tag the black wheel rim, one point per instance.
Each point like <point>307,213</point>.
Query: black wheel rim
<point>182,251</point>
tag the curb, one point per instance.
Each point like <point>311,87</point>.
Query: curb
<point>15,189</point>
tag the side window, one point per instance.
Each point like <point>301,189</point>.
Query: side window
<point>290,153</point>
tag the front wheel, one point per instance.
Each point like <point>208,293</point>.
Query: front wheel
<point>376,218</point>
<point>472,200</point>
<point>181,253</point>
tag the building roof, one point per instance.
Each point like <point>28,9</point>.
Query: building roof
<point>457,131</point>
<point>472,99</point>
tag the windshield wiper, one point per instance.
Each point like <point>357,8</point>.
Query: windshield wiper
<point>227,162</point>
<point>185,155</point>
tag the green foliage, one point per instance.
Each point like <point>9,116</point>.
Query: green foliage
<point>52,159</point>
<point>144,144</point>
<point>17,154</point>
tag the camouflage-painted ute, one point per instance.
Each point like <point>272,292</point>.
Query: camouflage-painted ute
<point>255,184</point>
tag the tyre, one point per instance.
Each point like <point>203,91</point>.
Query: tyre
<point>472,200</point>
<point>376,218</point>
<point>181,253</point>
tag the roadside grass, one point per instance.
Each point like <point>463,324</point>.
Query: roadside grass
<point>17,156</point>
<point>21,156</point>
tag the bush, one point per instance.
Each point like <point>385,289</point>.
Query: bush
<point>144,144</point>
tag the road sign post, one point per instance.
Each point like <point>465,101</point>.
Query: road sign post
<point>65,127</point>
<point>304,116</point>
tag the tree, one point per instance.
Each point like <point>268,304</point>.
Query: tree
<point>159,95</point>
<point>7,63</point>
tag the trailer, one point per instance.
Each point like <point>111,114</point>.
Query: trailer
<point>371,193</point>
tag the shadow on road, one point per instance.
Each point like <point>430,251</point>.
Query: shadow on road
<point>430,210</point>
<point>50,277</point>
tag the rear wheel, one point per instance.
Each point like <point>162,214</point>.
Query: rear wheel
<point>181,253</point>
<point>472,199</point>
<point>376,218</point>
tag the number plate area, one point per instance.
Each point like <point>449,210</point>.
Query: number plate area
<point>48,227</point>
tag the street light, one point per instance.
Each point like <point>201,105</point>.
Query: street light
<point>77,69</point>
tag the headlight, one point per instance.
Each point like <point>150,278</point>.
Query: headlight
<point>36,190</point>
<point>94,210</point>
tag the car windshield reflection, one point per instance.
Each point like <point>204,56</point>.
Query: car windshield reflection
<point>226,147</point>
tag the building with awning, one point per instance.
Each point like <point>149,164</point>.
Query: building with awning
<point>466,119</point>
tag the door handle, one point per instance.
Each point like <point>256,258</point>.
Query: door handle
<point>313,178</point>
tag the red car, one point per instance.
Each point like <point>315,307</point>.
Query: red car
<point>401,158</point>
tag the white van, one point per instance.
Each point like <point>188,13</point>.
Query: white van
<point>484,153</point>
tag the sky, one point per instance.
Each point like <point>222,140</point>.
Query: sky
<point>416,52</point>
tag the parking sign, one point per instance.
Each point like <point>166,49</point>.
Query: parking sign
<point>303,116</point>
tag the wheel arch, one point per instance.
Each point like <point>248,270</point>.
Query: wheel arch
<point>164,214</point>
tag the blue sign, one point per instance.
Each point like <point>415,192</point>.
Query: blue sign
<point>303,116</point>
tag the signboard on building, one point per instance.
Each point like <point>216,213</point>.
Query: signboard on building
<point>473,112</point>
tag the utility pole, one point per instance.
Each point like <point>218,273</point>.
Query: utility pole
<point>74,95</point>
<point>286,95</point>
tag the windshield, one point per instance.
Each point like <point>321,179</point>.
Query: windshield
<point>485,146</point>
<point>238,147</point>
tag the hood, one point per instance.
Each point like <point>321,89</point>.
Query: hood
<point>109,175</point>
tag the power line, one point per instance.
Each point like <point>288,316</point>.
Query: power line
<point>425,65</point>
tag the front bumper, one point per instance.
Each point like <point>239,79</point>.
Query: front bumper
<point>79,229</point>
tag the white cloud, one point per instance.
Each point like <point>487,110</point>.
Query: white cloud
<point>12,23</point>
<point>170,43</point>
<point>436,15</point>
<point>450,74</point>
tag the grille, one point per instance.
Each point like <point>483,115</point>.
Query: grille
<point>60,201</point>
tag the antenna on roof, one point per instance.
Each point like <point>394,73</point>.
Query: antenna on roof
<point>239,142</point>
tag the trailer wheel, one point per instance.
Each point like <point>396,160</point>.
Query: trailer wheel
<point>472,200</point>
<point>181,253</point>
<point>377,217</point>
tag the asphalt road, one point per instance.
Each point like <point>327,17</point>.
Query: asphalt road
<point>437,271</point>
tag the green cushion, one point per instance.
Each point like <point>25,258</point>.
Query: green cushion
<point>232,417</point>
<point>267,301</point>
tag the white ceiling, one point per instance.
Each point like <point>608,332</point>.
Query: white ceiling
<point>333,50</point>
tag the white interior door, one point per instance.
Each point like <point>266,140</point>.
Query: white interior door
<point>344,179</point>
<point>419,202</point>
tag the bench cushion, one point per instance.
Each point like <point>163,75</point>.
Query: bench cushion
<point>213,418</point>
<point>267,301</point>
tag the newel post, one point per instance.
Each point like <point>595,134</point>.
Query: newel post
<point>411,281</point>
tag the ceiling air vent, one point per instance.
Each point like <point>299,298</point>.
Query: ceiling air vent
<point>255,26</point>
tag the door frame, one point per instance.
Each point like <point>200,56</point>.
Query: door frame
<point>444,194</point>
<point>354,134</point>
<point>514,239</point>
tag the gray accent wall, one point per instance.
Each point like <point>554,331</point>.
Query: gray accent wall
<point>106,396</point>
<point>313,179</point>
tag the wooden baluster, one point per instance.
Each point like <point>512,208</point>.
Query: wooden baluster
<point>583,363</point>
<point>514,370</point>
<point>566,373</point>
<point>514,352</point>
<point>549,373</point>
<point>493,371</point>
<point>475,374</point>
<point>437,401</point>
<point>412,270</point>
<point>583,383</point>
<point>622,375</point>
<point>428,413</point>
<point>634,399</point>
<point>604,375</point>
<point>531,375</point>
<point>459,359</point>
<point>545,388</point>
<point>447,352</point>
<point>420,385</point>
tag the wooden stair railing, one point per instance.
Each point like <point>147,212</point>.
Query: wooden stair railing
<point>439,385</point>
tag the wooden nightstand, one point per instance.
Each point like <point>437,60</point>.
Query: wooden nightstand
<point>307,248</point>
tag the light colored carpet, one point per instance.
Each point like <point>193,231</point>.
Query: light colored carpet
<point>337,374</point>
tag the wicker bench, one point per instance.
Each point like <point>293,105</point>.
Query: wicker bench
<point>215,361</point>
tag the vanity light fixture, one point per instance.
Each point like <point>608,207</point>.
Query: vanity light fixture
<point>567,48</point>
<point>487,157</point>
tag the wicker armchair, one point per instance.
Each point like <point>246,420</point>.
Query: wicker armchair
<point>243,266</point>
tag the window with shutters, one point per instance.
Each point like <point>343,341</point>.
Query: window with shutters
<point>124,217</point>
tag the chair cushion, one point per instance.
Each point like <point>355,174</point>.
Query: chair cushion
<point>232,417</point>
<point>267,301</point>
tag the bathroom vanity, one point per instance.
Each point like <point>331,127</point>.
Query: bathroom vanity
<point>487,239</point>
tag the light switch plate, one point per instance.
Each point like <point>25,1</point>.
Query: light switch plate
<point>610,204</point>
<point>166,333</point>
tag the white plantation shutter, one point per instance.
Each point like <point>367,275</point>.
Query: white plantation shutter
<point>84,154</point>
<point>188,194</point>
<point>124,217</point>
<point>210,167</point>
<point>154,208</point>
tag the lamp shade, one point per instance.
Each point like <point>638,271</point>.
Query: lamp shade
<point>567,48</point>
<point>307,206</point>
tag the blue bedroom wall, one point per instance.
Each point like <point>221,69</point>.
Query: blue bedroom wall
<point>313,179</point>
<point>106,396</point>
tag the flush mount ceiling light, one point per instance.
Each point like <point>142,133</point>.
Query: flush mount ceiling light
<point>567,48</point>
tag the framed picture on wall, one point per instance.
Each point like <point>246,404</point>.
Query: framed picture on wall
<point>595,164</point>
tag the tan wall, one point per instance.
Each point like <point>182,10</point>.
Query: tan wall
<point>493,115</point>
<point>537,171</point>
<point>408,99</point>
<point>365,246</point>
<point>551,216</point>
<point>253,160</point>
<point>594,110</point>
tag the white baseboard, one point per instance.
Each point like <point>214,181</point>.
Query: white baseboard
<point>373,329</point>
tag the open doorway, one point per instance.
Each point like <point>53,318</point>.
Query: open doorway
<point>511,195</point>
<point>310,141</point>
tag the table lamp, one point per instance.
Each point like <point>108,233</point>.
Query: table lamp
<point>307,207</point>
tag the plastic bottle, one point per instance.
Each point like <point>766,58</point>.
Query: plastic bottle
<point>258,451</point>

___

In the listing above, find the line holding "Each point like <point>487,110</point>." and the line holding "tag the antenna", then output those two lines and every line between them exactly.

Each point like <point>487,110</point>.
Query: white cloud
<point>12,23</point>
<point>170,43</point>
<point>436,15</point>
<point>450,74</point>
tag the grille, one point per instance.
Each point like <point>483,115</point>.
Query: grille
<point>60,201</point>
tag the antenna on roof, one point per instance.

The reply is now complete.